Short task: Copy the following material line for line, with no changes.

Provided data:

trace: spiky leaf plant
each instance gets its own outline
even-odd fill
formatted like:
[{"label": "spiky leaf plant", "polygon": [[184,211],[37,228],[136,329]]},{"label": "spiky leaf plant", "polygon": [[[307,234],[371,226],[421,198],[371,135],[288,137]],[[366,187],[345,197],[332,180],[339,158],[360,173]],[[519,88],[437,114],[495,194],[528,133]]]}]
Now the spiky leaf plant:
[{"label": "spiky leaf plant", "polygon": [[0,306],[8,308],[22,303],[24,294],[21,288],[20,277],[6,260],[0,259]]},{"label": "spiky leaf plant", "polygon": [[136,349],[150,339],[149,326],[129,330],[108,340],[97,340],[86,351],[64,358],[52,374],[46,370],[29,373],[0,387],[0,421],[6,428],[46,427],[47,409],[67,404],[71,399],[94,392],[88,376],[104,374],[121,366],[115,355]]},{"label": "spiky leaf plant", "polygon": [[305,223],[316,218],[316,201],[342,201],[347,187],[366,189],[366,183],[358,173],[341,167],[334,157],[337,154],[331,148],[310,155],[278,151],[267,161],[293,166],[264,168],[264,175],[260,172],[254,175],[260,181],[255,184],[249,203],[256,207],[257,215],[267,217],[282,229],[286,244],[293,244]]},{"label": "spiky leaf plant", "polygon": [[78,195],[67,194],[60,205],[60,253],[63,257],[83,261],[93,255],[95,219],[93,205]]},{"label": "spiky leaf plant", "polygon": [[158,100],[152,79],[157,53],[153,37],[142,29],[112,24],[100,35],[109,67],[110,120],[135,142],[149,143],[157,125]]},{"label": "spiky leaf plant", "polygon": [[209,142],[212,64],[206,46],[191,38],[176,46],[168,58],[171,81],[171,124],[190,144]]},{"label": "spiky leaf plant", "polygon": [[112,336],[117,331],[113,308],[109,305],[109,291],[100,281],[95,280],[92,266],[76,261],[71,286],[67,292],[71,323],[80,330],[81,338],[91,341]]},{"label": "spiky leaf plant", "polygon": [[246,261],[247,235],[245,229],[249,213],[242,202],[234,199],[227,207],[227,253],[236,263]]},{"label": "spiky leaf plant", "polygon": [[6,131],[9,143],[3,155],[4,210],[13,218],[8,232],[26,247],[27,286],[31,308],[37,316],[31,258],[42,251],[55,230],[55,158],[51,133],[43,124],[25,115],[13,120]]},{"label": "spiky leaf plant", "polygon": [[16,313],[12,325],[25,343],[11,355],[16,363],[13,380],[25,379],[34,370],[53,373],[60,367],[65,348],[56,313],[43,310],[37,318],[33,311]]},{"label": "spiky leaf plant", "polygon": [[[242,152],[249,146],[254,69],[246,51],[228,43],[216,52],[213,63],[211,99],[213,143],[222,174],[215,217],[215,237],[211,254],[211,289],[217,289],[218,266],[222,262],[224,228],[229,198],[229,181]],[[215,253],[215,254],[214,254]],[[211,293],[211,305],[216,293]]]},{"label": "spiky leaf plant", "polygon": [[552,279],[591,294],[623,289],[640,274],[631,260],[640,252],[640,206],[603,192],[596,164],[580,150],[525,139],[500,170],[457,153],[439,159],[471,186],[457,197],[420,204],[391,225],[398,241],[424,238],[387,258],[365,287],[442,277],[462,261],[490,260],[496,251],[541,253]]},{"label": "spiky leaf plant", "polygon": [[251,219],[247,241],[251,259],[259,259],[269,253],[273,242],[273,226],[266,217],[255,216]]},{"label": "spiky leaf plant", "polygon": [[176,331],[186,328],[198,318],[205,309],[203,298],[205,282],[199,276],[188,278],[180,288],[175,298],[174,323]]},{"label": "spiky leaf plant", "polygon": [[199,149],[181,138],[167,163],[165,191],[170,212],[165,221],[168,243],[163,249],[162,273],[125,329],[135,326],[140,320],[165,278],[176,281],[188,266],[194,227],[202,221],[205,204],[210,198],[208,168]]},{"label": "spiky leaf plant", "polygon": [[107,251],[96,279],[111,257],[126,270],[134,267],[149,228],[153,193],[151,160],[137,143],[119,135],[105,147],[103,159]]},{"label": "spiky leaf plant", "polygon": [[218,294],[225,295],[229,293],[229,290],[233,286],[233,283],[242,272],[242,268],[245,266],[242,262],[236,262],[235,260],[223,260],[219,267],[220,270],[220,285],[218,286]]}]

Exercise response:
trace: spiky leaf plant
each instance gets its own outline
even-odd fill
formatted like:
[{"label": "spiky leaf plant", "polygon": [[184,211],[37,228],[136,329]]},{"label": "spiky leaf plant", "polygon": [[[307,234],[371,226],[421,198],[371,135],[288,137]],[[366,187],[345,197],[332,180],[339,158],[360,173]],[[519,88],[437,114],[495,194],[528,133]]]}]
Now the spiky leaf plant:
[{"label": "spiky leaf plant", "polygon": [[0,306],[8,308],[22,303],[24,294],[21,288],[20,277],[6,260],[0,259]]},{"label": "spiky leaf plant", "polygon": [[136,349],[150,339],[149,326],[129,330],[108,340],[97,340],[86,351],[64,358],[52,374],[46,370],[29,373],[0,387],[0,421],[6,428],[46,427],[47,409],[67,404],[71,399],[94,392],[88,376],[104,374],[121,366],[115,355]]},{"label": "spiky leaf plant", "polygon": [[305,223],[316,218],[316,201],[342,201],[347,187],[366,189],[366,183],[358,173],[341,167],[334,157],[337,154],[331,148],[310,155],[278,151],[267,161],[293,166],[264,168],[264,175],[260,172],[254,175],[260,181],[255,184],[249,203],[256,207],[257,215],[267,217],[282,229],[286,244],[293,244]]},{"label": "spiky leaf plant", "polygon": [[78,195],[67,194],[60,205],[60,253],[63,257],[83,261],[93,255],[95,219],[93,205]]},{"label": "spiky leaf plant", "polygon": [[158,100],[152,79],[157,53],[153,37],[142,29],[112,24],[100,35],[109,67],[110,120],[135,142],[149,143],[157,125]]},{"label": "spiky leaf plant", "polygon": [[209,142],[212,64],[206,46],[191,38],[176,46],[168,58],[171,81],[171,124],[190,144]]},{"label": "spiky leaf plant", "polygon": [[112,336],[117,331],[113,308],[109,305],[109,291],[100,281],[95,280],[92,266],[76,261],[71,286],[67,292],[71,323],[80,330],[81,338],[91,341]]},{"label": "spiky leaf plant", "polygon": [[246,261],[247,235],[245,229],[249,213],[242,202],[234,199],[227,207],[227,253],[236,263]]},{"label": "spiky leaf plant", "polygon": [[6,131],[9,143],[3,155],[4,210],[13,218],[8,232],[26,247],[27,286],[31,308],[37,316],[31,258],[42,251],[55,230],[55,158],[51,133],[43,124],[25,115],[13,120]]},{"label": "spiky leaf plant", "polygon": [[16,313],[12,325],[25,343],[11,355],[16,363],[13,380],[25,379],[34,370],[53,373],[60,367],[65,348],[56,313],[43,310],[37,318],[33,311]]},{"label": "spiky leaf plant", "polygon": [[[242,152],[249,146],[254,69],[246,51],[228,43],[216,52],[213,63],[211,99],[213,143],[222,174],[215,217],[215,237],[211,254],[211,289],[217,289],[218,266],[222,262],[224,228],[229,198],[229,181]],[[215,253],[215,254],[214,254]],[[211,293],[211,305],[216,293]]]},{"label": "spiky leaf plant", "polygon": [[552,279],[591,294],[623,289],[640,274],[631,260],[640,252],[640,206],[603,192],[596,164],[580,150],[525,139],[500,170],[457,153],[439,159],[471,186],[457,197],[420,204],[391,225],[398,241],[424,238],[387,258],[365,287],[442,277],[462,261],[490,260],[496,251],[541,253]]},{"label": "spiky leaf plant", "polygon": [[251,219],[247,241],[251,259],[259,259],[269,253],[273,242],[273,226],[266,217],[255,216]]},{"label": "spiky leaf plant", "polygon": [[176,331],[186,328],[198,318],[205,309],[203,298],[205,282],[199,276],[188,278],[180,288],[175,298],[174,323]]},{"label": "spiky leaf plant", "polygon": [[199,149],[181,138],[167,163],[165,191],[170,212],[165,221],[168,243],[163,249],[162,273],[125,329],[135,326],[140,320],[165,278],[176,281],[188,266],[194,227],[202,221],[205,204],[210,198],[208,168]]},{"label": "spiky leaf plant", "polygon": [[107,251],[96,279],[111,257],[126,270],[134,267],[149,228],[153,193],[151,160],[137,143],[119,135],[105,147],[103,159]]},{"label": "spiky leaf plant", "polygon": [[218,294],[225,295],[229,293],[229,290],[233,286],[233,283],[242,272],[242,268],[245,266],[242,262],[236,262],[235,260],[223,260],[219,267],[220,270],[220,285],[218,286]]}]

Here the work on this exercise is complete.